Over the years April has become the most opera-heavy month of the year. Joining a full slate of old favourites from well-known companies (I’ll say more about these later) is a world premiere from an exciting young company.
Indie(n) Rights Reserve presents Giiwedin (“The North Wind”), in co-production with the Native Earth Performing Arts Centre. The opera, written in the Anishnaabemowin, French and English languages, tells the story of Noodin-Kwe and her struggle to protect her ancestral land in Northeastern Ontario. It runs at the Theatre Passe Muraille Mainspace April 8-24.
Librettist and co-composer Spy Dénommé-Welch and co-composer Catherine Magowan respeonded to questions I asked them, providing much insight into the opera and its background.
How did Giiwedin come about? Where did the idea come from? How long have you been working on it?
* * * * *
▶ [REQUIRED WORK]:
1) According to the opera preview, where and on what dates does Giiwedin run?
2) Print the opera preview between "Over the years" and "Mainspace April 8-24.", inclusive.
3) Decide whether each statement agrees with the opera preview: (a) Giiwedin is written in three languages. (b) Noodin-Kwe's ancestral land is in Northwestern Ontario. (c) Indie(n) Rights Reserve presents Giiwedin in co-production with the Native Earth Performing Arts Centre.
This material comes from a separate source.

[Coordinate annotation entries]
* * * * *
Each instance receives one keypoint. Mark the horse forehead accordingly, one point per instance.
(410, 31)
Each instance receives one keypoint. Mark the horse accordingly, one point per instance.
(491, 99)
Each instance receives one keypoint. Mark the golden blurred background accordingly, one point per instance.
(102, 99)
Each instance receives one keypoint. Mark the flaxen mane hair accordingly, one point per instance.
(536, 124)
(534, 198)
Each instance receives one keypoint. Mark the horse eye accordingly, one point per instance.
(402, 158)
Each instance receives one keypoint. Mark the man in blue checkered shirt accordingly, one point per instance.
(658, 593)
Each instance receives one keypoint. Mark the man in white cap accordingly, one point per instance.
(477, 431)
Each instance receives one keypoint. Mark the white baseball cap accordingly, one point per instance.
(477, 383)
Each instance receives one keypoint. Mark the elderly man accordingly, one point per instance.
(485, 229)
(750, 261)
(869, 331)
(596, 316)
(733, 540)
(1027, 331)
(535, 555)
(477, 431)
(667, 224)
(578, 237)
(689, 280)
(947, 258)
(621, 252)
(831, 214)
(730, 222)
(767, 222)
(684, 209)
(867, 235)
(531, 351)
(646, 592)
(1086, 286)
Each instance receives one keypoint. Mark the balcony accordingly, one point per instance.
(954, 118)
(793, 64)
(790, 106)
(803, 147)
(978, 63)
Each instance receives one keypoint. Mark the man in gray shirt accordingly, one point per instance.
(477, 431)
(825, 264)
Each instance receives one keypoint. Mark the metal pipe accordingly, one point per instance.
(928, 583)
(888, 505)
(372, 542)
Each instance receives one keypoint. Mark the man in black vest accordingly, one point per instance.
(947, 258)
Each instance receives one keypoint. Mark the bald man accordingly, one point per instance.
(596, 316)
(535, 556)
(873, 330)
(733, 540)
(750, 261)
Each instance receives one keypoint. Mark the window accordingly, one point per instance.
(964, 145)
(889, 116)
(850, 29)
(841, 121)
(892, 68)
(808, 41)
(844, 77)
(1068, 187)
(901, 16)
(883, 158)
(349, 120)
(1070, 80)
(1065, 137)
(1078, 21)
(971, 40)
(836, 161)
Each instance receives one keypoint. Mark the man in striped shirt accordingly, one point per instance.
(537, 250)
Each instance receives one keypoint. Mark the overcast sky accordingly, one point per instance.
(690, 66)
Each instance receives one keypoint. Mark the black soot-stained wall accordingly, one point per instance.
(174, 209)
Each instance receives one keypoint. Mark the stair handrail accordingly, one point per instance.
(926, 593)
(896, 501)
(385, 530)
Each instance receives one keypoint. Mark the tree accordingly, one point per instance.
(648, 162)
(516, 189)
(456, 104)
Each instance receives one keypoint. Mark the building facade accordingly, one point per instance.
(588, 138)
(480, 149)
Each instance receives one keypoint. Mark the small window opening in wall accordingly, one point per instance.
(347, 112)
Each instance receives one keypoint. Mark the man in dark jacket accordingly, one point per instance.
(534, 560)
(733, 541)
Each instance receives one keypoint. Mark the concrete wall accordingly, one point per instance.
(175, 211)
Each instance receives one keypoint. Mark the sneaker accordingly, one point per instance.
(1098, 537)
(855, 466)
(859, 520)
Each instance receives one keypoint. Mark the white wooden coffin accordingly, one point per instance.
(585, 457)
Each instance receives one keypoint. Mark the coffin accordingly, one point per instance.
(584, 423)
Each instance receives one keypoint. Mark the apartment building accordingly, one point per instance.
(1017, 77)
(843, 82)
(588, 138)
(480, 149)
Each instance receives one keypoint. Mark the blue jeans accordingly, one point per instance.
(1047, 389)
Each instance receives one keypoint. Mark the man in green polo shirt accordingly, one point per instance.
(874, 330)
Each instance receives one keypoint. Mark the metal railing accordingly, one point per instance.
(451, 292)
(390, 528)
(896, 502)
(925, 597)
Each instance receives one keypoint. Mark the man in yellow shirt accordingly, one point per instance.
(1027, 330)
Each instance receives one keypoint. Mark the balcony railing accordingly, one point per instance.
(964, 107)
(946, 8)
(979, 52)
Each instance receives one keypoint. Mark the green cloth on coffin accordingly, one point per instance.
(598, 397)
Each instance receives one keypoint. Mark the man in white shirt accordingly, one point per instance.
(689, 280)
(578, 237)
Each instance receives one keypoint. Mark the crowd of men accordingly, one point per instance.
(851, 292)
* * * * *
▶ [TASK-BY-TASK OUTPUTS]:
1) At the Theatre Passe Muraille Mainspace, April 8-24.

2)
Over the years April has become the most opera-heavy month of the year. Joining a full slate of old favourites from well-known companies (I’ll say more about these later) is a world premiere from an exciting young company.
Indie(n) Rights Reserve presents Giiwedin (“The North Wind”), in co-production with the Native Earth Performing Arts Centre. The opera, written in the Anishnaabemowin, French and English languages, tells the story of Noodin-Kwe and her struggle to protect her ancestral land in Northeastern Ontario. It runs at the Theatre Passe Muraille Mainspace April 8-24.

3)
(a) Yes: "written in the Anishnaabemowin, French and English languages"
(b) No: "her ancestral land in Northeastern Ontario"
(c) Yes: "in co-production with the Native Earth Performing Arts Centre"